*Requirement*. Collect each line in the rows below that contains the string "mulch" and copy those lines out, treating uppercase and lowercase as different.

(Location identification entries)
▬▬▬
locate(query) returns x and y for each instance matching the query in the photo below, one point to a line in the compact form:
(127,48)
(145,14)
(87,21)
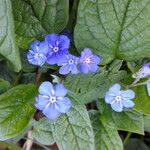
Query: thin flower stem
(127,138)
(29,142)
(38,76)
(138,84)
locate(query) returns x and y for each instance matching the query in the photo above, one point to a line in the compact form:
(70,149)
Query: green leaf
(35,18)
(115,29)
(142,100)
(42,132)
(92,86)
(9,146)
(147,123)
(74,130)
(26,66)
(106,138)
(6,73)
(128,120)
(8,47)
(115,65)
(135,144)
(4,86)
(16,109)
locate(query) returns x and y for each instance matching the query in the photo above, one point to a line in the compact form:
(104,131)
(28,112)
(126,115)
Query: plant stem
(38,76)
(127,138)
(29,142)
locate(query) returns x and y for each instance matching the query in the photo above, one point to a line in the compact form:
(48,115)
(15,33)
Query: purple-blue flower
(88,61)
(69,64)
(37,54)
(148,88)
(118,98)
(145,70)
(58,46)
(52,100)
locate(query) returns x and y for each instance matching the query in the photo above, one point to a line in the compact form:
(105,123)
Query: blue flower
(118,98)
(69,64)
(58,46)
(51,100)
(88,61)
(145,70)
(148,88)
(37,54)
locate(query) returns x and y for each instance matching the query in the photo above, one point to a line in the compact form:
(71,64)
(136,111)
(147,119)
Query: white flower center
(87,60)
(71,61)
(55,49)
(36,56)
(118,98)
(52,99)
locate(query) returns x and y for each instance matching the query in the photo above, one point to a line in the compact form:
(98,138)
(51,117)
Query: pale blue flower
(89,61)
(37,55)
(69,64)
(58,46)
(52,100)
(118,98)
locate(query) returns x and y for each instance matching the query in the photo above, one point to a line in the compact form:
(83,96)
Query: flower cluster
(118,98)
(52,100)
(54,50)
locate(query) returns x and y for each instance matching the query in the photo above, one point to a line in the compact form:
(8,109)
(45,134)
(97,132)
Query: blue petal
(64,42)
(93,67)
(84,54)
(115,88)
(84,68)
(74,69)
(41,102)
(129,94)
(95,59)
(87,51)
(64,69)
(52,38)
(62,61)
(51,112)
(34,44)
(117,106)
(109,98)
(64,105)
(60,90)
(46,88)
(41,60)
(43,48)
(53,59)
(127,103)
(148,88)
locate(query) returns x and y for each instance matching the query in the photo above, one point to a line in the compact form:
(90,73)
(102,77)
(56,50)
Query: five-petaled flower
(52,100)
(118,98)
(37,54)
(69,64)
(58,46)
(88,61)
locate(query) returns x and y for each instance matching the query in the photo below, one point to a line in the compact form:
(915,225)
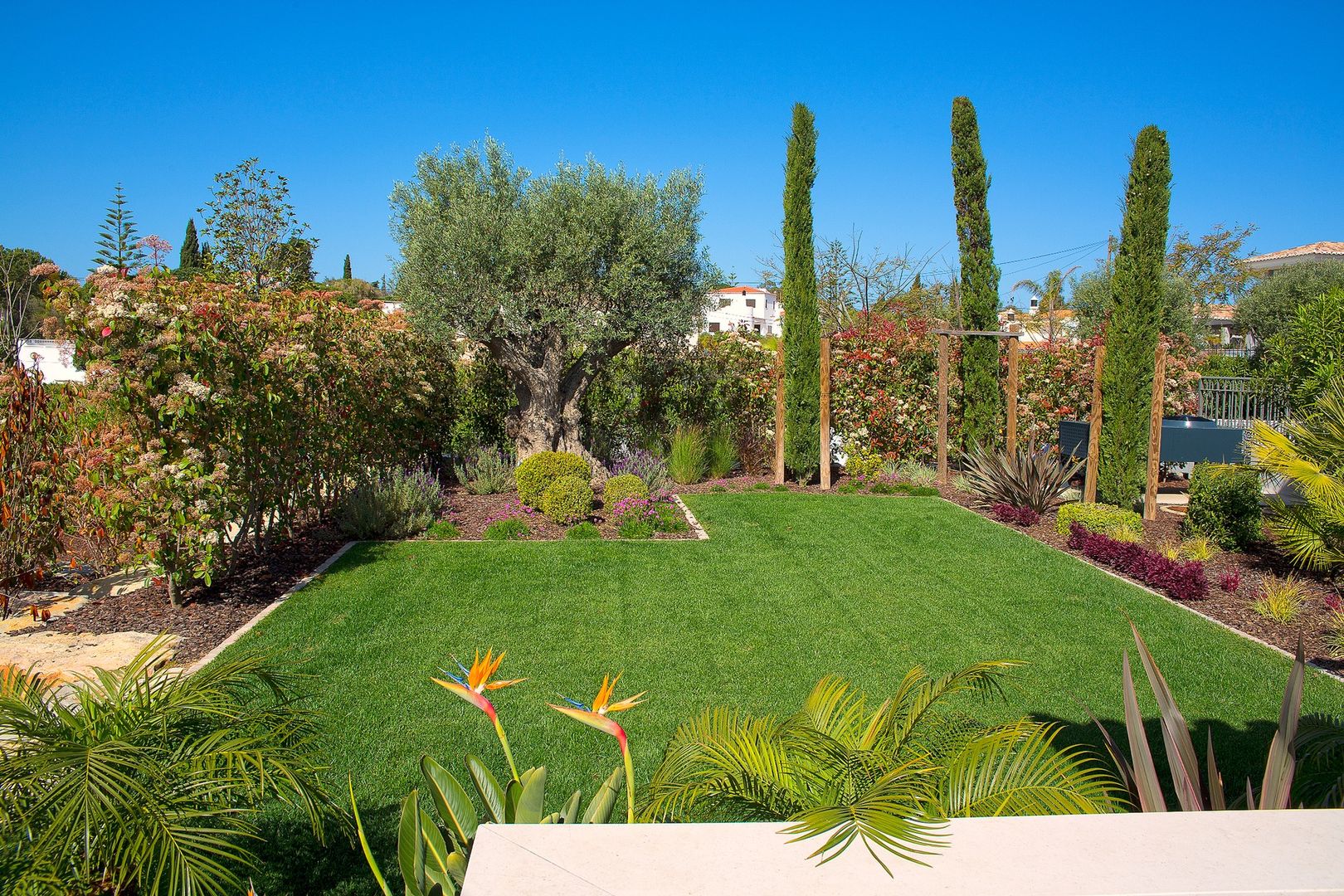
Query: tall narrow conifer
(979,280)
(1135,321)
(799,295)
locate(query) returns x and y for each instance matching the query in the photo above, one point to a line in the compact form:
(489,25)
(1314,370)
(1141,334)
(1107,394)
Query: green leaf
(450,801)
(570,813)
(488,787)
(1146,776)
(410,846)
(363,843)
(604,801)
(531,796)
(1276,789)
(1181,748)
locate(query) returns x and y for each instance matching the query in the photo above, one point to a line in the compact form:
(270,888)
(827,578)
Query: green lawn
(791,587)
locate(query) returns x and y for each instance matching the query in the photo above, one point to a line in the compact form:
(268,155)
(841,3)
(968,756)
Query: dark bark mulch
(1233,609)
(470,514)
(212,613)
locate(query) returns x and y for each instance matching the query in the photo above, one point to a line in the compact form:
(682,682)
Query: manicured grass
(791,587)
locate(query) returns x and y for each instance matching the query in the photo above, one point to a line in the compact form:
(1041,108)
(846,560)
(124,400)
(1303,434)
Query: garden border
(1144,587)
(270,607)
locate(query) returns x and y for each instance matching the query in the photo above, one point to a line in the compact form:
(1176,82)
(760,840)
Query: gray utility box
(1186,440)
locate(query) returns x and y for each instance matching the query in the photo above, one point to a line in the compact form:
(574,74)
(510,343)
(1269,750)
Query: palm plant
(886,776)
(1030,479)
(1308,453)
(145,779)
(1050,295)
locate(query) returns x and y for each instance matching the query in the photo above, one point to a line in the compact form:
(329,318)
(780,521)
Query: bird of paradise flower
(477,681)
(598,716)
▬▬▬
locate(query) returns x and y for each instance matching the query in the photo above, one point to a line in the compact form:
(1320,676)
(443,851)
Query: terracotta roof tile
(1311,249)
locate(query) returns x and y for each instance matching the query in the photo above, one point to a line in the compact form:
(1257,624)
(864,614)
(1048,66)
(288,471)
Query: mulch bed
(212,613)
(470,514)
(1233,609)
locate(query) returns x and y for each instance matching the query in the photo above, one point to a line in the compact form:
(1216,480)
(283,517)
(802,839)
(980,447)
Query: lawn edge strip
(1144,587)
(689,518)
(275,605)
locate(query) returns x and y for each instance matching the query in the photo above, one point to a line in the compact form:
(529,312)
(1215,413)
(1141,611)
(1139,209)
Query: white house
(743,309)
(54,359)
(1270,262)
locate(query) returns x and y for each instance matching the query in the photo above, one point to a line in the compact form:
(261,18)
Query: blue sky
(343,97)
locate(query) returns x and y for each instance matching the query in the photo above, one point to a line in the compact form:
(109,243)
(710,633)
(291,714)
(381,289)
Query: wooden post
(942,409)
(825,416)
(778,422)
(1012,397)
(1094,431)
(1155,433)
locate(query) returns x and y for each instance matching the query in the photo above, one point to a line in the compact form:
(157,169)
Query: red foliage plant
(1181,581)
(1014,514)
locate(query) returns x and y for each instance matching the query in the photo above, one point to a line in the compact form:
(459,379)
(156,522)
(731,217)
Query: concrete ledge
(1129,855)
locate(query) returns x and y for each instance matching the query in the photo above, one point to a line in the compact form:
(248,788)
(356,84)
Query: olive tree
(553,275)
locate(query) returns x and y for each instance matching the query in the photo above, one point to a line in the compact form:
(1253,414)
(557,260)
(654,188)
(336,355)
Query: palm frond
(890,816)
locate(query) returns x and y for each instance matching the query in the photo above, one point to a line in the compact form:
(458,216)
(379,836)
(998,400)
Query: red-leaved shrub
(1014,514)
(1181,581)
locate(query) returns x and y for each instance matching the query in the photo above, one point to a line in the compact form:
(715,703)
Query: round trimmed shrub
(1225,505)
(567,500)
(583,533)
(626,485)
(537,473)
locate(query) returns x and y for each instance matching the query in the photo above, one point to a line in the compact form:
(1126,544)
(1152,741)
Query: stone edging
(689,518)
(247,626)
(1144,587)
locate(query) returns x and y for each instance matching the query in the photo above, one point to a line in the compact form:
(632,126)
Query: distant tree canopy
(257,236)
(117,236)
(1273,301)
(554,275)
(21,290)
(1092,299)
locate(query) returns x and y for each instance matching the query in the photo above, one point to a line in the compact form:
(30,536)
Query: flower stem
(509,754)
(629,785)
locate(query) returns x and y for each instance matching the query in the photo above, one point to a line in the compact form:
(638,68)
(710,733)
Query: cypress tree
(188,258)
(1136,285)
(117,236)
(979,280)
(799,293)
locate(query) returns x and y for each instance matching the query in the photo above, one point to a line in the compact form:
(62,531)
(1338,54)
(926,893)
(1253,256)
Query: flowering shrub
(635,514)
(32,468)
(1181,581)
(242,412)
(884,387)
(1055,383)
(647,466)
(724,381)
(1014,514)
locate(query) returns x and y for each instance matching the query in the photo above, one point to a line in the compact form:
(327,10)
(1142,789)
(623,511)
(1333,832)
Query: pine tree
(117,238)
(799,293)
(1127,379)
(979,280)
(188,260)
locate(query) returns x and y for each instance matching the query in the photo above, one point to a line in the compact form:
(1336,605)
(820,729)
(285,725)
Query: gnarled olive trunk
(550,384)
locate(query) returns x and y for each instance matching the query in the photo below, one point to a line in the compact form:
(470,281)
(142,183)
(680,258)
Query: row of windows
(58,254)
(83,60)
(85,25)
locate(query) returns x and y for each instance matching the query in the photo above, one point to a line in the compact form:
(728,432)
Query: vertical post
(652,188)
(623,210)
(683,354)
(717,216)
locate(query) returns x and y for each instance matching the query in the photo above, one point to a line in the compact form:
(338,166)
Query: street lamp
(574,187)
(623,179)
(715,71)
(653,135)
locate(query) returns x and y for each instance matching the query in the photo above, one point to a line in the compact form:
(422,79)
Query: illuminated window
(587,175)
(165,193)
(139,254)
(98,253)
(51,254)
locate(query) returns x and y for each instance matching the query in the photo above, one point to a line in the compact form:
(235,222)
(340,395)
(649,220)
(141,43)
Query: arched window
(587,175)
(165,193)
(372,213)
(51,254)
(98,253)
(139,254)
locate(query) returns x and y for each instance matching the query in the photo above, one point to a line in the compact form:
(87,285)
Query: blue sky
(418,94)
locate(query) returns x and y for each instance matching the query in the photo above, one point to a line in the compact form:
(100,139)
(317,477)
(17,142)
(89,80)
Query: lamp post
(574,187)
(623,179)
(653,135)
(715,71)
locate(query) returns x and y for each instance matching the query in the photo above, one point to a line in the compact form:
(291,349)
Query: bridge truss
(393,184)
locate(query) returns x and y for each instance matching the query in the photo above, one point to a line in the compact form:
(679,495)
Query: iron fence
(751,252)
▬▬▬
*Result of the exercise*.
Query: dark bark mulch
Query: mulch bed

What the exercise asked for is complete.